练习目标: 请重写关于 Swift 解析 JSON 的节选中的一段，从含有“struct Table: Decodable”的地方开始，到“JSONDecoder().decode([Table].self, from: jsonData)”为止，并把其中的“Int”改为“Double”。

节选片段:

我正在尝试将 json 数据解析为可解码的结构。我很困惑,因为我不知道如何在没有每个数组的键的情况下映射对象数组。我拥有的json是:

{
    "table": [
        {
            "name": "Liverpool",
            "win": 22,
            "draw": 1,
            "loss": 0,
            "total": 67
        },
        {
            "name": "Man City",
            "win": 16,
            "draw": 3,
            "loss": 5,
            "total": 51
        }
    ]
}

这是我当前的结构:

struct Table: Decodable {
    let name: String
    let win: Int
    let draw: Int
    let loss: Int
    let total: Int
}

我只是想做类似的事情:

    let tables = try! JSONDecoder().decode([Table].self, from: jsonData)

我得到的错误是:

Fatal error: 'try!' expression unexpectedly raised an error: Swift.DecodingError.keyNotFound(CodingKeys(stringValue: "name", intValue: nil), Swift.DecodingError.Context(codingPath: [], debugDescription: "No value associated with key CodingKeys(stringValue: \"name\", intValue: nil) (\"name\").", underlyingError: nil))

[指点数据集条目]

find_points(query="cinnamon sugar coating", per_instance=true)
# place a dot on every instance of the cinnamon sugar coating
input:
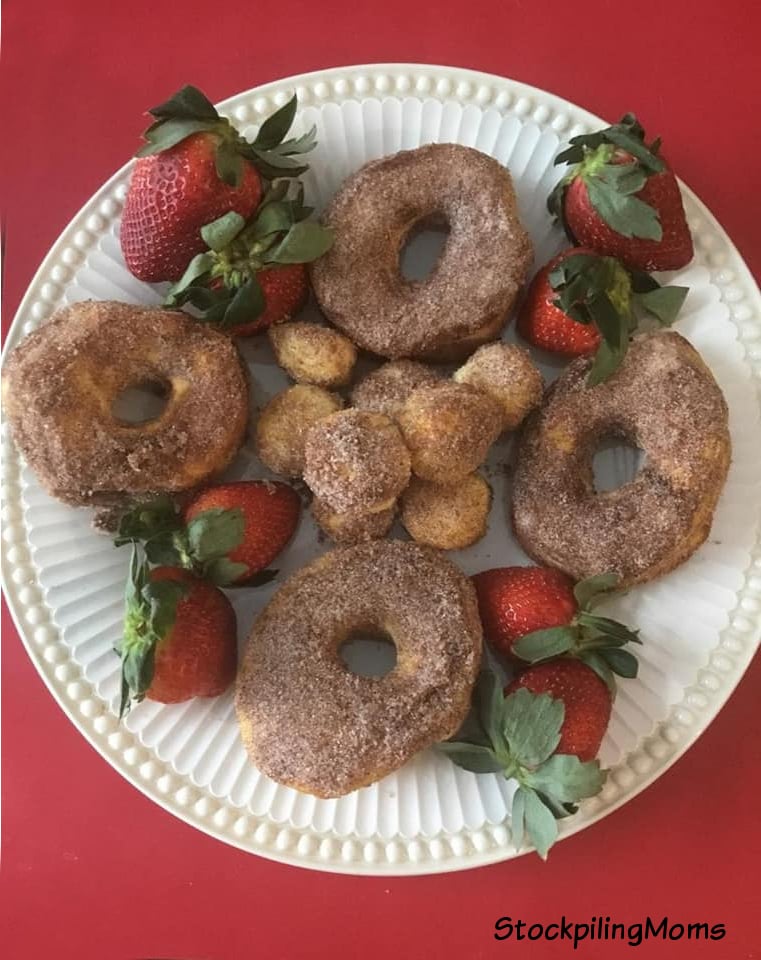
(662, 399)
(60, 383)
(356, 461)
(449, 428)
(466, 298)
(386, 389)
(508, 374)
(310, 723)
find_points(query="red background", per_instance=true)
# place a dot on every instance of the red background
(93, 870)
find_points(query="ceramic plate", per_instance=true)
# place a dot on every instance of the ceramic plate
(700, 624)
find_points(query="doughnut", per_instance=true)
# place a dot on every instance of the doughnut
(313, 354)
(508, 374)
(352, 526)
(281, 432)
(664, 400)
(386, 389)
(448, 428)
(61, 381)
(310, 723)
(448, 518)
(356, 461)
(466, 299)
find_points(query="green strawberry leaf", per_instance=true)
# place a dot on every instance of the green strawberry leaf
(246, 305)
(663, 303)
(566, 779)
(224, 572)
(626, 214)
(215, 533)
(189, 103)
(198, 267)
(470, 756)
(168, 133)
(587, 592)
(220, 233)
(276, 126)
(543, 644)
(304, 242)
(539, 822)
(621, 662)
(531, 724)
(601, 668)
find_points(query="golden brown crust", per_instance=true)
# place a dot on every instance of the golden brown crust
(356, 461)
(306, 720)
(313, 354)
(466, 298)
(386, 389)
(448, 518)
(662, 399)
(508, 374)
(282, 428)
(61, 381)
(352, 526)
(448, 428)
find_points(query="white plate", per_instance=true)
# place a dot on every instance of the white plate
(700, 623)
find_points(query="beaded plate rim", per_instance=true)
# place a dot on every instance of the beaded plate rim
(305, 847)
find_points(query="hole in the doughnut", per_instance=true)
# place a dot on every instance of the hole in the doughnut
(422, 249)
(368, 653)
(141, 402)
(615, 464)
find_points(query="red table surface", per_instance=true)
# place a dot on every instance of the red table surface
(91, 869)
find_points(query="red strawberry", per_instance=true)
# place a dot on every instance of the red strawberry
(270, 514)
(285, 292)
(179, 637)
(586, 698)
(171, 196)
(621, 199)
(582, 303)
(194, 169)
(545, 325)
(514, 601)
(534, 613)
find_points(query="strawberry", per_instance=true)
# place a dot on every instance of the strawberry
(582, 303)
(194, 168)
(270, 514)
(179, 637)
(535, 613)
(621, 199)
(586, 698)
(226, 534)
(252, 274)
(520, 736)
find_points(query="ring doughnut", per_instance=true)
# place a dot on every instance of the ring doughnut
(465, 300)
(662, 399)
(306, 720)
(61, 381)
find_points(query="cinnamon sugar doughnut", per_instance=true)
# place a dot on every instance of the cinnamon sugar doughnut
(449, 428)
(662, 399)
(386, 389)
(306, 720)
(465, 300)
(356, 461)
(60, 383)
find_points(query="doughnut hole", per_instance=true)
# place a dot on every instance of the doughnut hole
(141, 402)
(448, 428)
(368, 652)
(616, 462)
(423, 247)
(284, 423)
(313, 354)
(448, 518)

回答:
struct Table: Decodable {
    let name: String
    let win: Double
    let draw: Double
    let loss: Double
    let total: Double
}

我只是想做类似的事情:

    let tables = try! JSONDecoder().decode([Table].self, from: jsonData)